Exercise directions:
Reproduce all of the records below word for word, leaving out the pictures.

Materials provided:

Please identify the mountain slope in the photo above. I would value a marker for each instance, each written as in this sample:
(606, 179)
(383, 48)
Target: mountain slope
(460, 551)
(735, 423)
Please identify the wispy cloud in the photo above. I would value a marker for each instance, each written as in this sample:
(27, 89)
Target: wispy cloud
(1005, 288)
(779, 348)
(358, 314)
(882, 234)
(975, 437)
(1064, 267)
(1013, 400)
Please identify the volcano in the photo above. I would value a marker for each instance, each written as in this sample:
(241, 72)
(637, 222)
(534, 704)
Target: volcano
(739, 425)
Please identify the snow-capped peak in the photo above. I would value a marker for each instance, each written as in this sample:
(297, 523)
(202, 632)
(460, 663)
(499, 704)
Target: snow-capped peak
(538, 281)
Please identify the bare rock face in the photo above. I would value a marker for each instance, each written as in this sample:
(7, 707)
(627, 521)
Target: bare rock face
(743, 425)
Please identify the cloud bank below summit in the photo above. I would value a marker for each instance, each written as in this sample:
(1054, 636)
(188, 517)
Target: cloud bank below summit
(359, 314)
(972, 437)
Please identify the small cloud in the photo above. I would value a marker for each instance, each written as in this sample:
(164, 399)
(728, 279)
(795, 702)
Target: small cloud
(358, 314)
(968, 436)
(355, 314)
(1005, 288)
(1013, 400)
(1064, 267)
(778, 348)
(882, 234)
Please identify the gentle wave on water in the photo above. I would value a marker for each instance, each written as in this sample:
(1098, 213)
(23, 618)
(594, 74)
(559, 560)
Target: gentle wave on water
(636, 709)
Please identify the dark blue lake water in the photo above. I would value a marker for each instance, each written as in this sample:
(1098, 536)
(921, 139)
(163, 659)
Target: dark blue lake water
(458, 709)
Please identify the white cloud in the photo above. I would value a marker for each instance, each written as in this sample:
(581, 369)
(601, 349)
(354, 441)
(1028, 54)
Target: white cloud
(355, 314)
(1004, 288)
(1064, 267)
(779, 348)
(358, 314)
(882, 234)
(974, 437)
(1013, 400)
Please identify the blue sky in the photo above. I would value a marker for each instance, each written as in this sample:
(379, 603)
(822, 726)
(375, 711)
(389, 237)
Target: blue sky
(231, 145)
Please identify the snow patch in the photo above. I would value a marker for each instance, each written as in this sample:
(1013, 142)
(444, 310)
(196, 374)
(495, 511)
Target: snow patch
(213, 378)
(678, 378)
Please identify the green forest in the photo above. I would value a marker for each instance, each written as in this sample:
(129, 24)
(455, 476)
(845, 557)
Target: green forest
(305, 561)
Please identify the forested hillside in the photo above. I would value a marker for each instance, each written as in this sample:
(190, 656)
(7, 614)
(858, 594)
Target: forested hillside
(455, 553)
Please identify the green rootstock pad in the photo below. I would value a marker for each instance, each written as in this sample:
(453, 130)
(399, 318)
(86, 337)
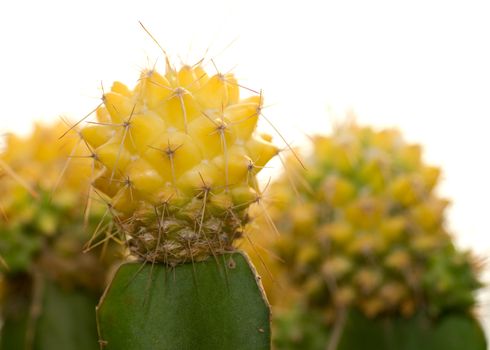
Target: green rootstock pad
(216, 304)
(66, 322)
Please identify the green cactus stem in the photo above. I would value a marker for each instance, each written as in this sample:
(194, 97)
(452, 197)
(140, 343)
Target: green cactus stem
(216, 304)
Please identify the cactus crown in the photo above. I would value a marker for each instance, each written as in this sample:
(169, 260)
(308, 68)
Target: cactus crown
(364, 228)
(177, 158)
(41, 225)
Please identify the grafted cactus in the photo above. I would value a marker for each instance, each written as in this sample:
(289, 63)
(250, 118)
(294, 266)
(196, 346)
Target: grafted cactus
(46, 276)
(176, 160)
(362, 232)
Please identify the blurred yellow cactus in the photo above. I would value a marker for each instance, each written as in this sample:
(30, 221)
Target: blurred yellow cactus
(362, 227)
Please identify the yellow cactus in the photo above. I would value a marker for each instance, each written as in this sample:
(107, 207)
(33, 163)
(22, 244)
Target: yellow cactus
(176, 158)
(363, 228)
(43, 182)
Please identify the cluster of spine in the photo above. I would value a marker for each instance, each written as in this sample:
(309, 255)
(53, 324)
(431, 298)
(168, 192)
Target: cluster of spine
(177, 158)
(43, 186)
(363, 228)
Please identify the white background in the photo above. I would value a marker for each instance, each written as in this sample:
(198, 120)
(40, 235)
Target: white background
(422, 66)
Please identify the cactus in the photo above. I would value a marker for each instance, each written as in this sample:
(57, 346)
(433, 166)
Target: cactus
(363, 237)
(176, 160)
(46, 279)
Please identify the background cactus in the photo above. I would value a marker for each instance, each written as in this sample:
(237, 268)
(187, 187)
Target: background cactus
(362, 233)
(46, 279)
(176, 159)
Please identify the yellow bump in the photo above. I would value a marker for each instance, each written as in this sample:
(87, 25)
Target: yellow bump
(338, 232)
(303, 217)
(204, 175)
(97, 135)
(121, 89)
(173, 154)
(213, 94)
(338, 191)
(233, 89)
(186, 77)
(104, 184)
(243, 195)
(180, 109)
(234, 165)
(392, 228)
(212, 135)
(145, 178)
(103, 115)
(398, 260)
(336, 267)
(114, 156)
(154, 89)
(365, 211)
(119, 107)
(260, 151)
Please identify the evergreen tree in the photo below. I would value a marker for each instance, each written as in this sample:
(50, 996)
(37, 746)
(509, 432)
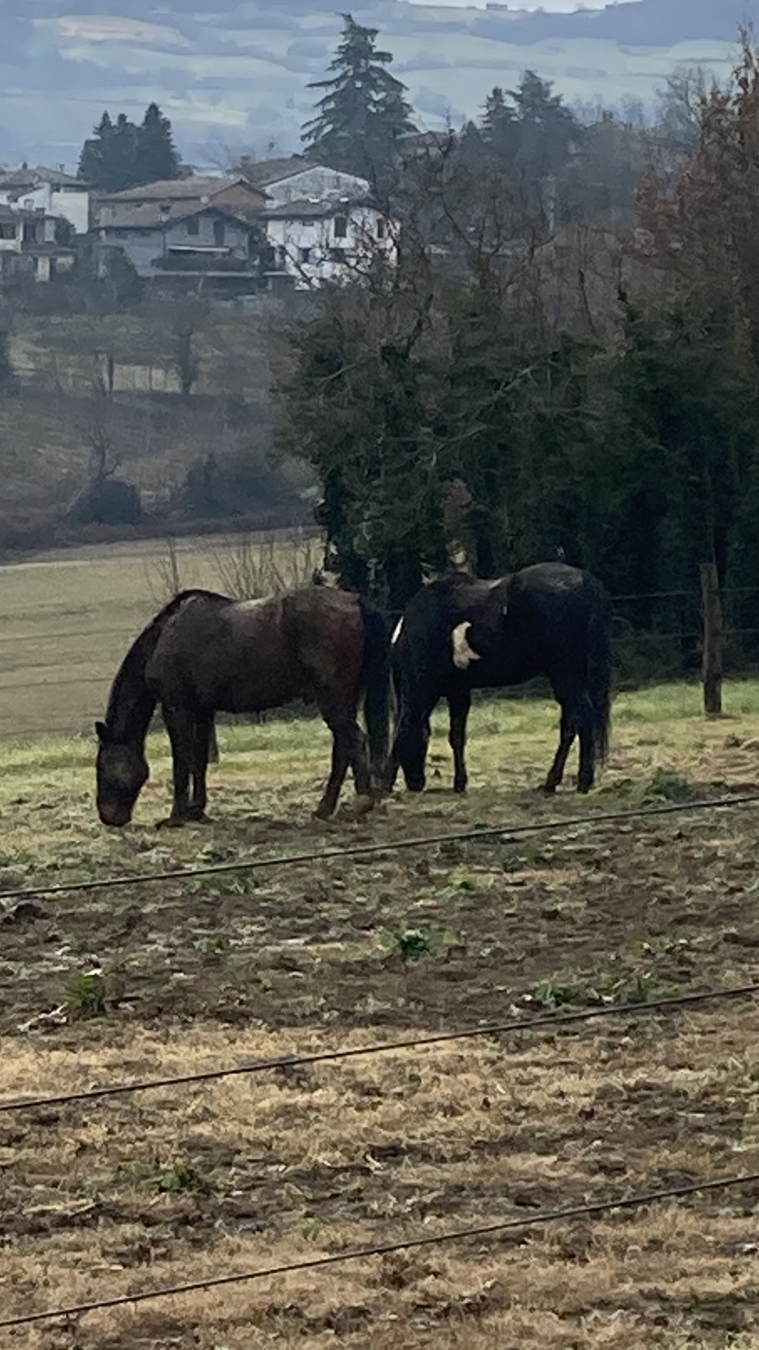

Problem solution:
Please identify the mountain slope in the photo above. I would value a marker for each instance, each written as in this sample:
(606, 179)
(383, 48)
Target: mountain slope
(460, 551)
(735, 423)
Please identify the wispy cloud in the photo above. I would value a marker for each instance, each written as in this sample:
(27, 89)
Target: wispy cloud
(1005, 288)
(779, 348)
(358, 314)
(882, 234)
(975, 437)
(1064, 267)
(1013, 400)
Please identify the volcano in the photo above. I would value a marker for each instance, each written as in this sample:
(241, 72)
(637, 222)
(534, 704)
Target: volcano
(739, 425)
Please identify the snow-capped peak in the photo above. I would value a marker for each instance, each written as in this sample:
(297, 523)
(202, 632)
(460, 663)
(499, 704)
Target: snow-capped peak
(538, 281)
Please identify the bare rock face in the photo above. I would value a marker for each instance, each written as in this sample:
(7, 707)
(627, 521)
Target: bare rock face
(743, 425)
Please identify the cloud bank below summit in the photo above. I would value a marker for each instance, each written as in this sample:
(1054, 636)
(188, 517)
Target: cloud bank below summit
(359, 314)
(972, 437)
Please identify the small cloud in the photo above. I would value a marker for each instance, each written as in this sample:
(164, 399)
(728, 279)
(795, 702)
Target: small cloud
(358, 314)
(968, 436)
(355, 314)
(1005, 288)
(1013, 400)
(1064, 267)
(778, 348)
(882, 234)
Please identify the gentle wave on water in the photo above. I would value a marker for each instance, each written as in this sample:
(1098, 213)
(23, 618)
(594, 74)
(559, 560)
Target: gentle wave on water
(636, 709)
Please identify the dark blue lake water in the photo above. I would value a marker for each instance, each written as in this sample:
(1098, 536)
(921, 139)
(163, 659)
Target: dark blue lake water
(458, 709)
Please identify the white cloud in the photo above. I would value a marker for each instance, each written as in this sample:
(581, 369)
(601, 349)
(354, 441)
(1028, 54)
Target: white cloud
(355, 314)
(1004, 288)
(1064, 267)
(779, 348)
(358, 314)
(882, 234)
(974, 437)
(1013, 400)
Please identify the blue sky in the photo above. I would value a marker for each instance, each written as in this sample:
(379, 603)
(822, 726)
(375, 711)
(389, 237)
Target: blue sky
(231, 145)
Please identify the snow patch in the photo above. I would value a marker for each instance, each written as in this sample:
(1013, 142)
(444, 310)
(196, 374)
(495, 511)
Target: snow patch
(213, 378)
(678, 378)
Please identify the green forest in the photo above. I would value a marker for each instance, each written as in this sample:
(129, 24)
(455, 476)
(845, 557)
Target: green forest
(305, 561)
Please identify the forested hillside in the photo above. I would value a marker for each instance, each written as in this sample:
(190, 656)
(7, 614)
(858, 594)
Target: forested hillside
(455, 553)
Please identify the green rootstock pad in the photo below. I would value a marker for each instance, each written as in this sample:
(453, 130)
(399, 318)
(86, 337)
Target: green rootstock pad
(216, 304)
(66, 322)
Please identify the green cactus stem in the photo above. I would value a marker for each instance, each written as in this sample:
(194, 97)
(452, 197)
(140, 343)
Target: green cactus stem
(216, 304)
Please identify the cactus crown in the photo above. I would value a marker for each instance, each written as in this sample:
(169, 260)
(308, 68)
Target: cactus crown
(364, 228)
(177, 158)
(41, 225)
Please identify the grafted cactus in the photo above. I would value a marker for each instance, each written as in this sample:
(289, 63)
(250, 118)
(294, 266)
(196, 346)
Target: grafted cactus
(46, 276)
(176, 160)
(362, 232)
Please identify the blurred yellow cactus in the photo above. I would value a marker for each instance, each written as in this sample:
(30, 221)
Target: blurred yellow cactus
(362, 227)
Please identify the yellow cactus in the photo above. I would value a marker for each instance, each written as in this sample:
(107, 207)
(33, 163)
(22, 244)
Target: yellow cactus
(176, 158)
(363, 228)
(43, 182)
Please identify the cluster of spine in the photo above. I would value a marker for each instance, each written as in this sample:
(309, 255)
(53, 324)
(431, 298)
(168, 192)
Target: cluster of spine
(177, 158)
(43, 186)
(363, 228)
Please identify the white background in the photo above. I would value a marker for each instance, each written as in this sample:
(198, 120)
(40, 235)
Target: white background
(422, 66)
Please identify the cactus in the photo above. I would value a marker for each instance, each written as in this sample:
(57, 346)
(433, 166)
Target: cactus
(363, 237)
(176, 160)
(46, 279)
Please identify the background cactus in the photo above. I would value a marker for each instance, each written as in this sample:
(237, 268)
(187, 187)
Target: background cactus
(362, 233)
(46, 279)
(176, 159)
Please identify the yellow bump in the photo above. I would value a marker for each instance, each written as in this sample:
(87, 25)
Target: yellow bump
(338, 232)
(303, 217)
(204, 175)
(97, 135)
(121, 89)
(173, 154)
(213, 94)
(338, 191)
(233, 89)
(186, 77)
(104, 184)
(243, 195)
(180, 109)
(234, 165)
(392, 228)
(212, 135)
(145, 178)
(103, 115)
(398, 260)
(336, 267)
(114, 156)
(154, 89)
(365, 211)
(119, 107)
(260, 151)
Please identify the evergreen tree in the photo below. I would value a marker for each instance, each written as in this sample:
(50, 996)
(37, 746)
(509, 432)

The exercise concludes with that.